Corruption is irrelevant to electoral fortunes. At one level, this is a reasonable premise in a nation where corruption is just business as usual, be it in politics or business or daily life. But there is the everyday corruption that allows, at times even enables, a certain level of governance. And then there is the other in-your-face kind which makes voters queasy.

“More than the scams, it’s in being totally impervious to public opinion that the real damage came. A feeling had set in at some point that the party cared little about public perception,” writes Imran Qureshi in Outlook magazine. Operation Kamala, Yeddyurappa, and the Bellary brothers came to represent a brazen, impervious form of rampant greed that begged to be punished.

Vote banks are all. Yeddyurappa’s jaunty indifference to public perception was wholly based on his assumption that he owned the Lingayat vote. This electoral power put him above the law and beyond the control of the BJP leadership, which shared equally in this delusion, and hence, appeased him at every turn.

Indians vote for caste leaders who can deliver benefits. That faith, however, is hard to maintain in the face of a complete breakdown of governance. And so it is that Yeddyurappa could not in fact deliver the Lingayat vote even for his own KJP. His community broke ranks to vote for the BJP and, yes, even the Congress in crucial districts in North Karnataka. Kannadigas across caste lines preferred to vote in a party without any declared leader. Call it the anything-but-BJP vote.

And yet the BJP seems unwilling to learn its lesson. “This accidental fluke victory of the Congress is because of the split in BJP votes,” insists BJP honcho Ravi Shankar Prasad. And so it is that local leaders continue to dream of Yeddy. “He was our tallest leader in Karnataka,” gushes one such source in India Today, promising, “We will get all splinters back in the party before the Lok Sabha polls.”

Hindutva is a winning card. Up to a few months ago, rightwingers and liberals alike were touting coastal Karnataka as the great Hindutva laboratory. Then the urban local body elections came along, and the BJP found itself facing defeat in the most saffron of bastions. The state elections sealed the reversal.  The numbers say it all, as Gauri Lankesh points out:

Indeed, the intensity with which the people in the 17 constituencies of coastal Karnataka have turned against the BJP has even shocked its political rival, the Congress party! Out of eight assembly seats in Dakshina Kannada district, BJP won only in Sullia, that too with a margin of a mere 1,373 votes. In the remaining seven, the Congress won with comfortable margins… Of the five constituencies in Udupi district, the BJP has won only one seat. From Udupi town, Pramod Madhwaraj of the Congress beat his BJP rival by a margin of over 40,000 votes. That’s the highest margin in the constituency in the last 40 years!

• Prompt 1
Name every person the Karnataka election excerpt mentions individually by name. Leave out groups such as the Bellary brothers.
• Prompt 2
Answer these from the Karnataka election excerpt:
(a) In which magazine does Imran Qureshi write?
(b) How many assembly seats does Dakshina Kannada district have?
(c) By what margin did the BJP win in Sullia?
• Prompt 3
Reproduce word for word the stretch of the Karnataka election excerpt from "Vote banks are" through "the anything-but-BJP vote.".

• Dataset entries
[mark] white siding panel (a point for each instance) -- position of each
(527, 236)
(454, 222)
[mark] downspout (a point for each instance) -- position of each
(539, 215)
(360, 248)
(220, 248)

• Worked solution 1
Imran Qureshi
Yeddyurappa
Ravi Shankar Prasad
Gauri Lankesh
Pramod Madhwaraj

• Worked solution 2
(a) Outlook
(b) Eight
(c) 1,373 votes

• Worked solution 3
Vote banks are all. Yeddyurappa’s jaunty indifference to public perception was wholly based on his assumption that he owned the Lingayat vote. This electoral power put him above the law and beyond the control of the BJP leadership, which shared equally in this delusion, and hence, appeased him at every turn.

Indians vote for caste leaders who can deliver benefits. That faith, however, is hard to maintain in the face of a complete breakdown of governance. And so it is that Yeddyurappa could not in fact deliver the Lingayat vote even for his own KJP. His community broke ranks to vote for the BJP and, yes, even the Congress in crucial districts in North Karnataka. Kannadigas across caste lines preferred to vote in a party without any declared leader. Call it the anything-but-BJP vote.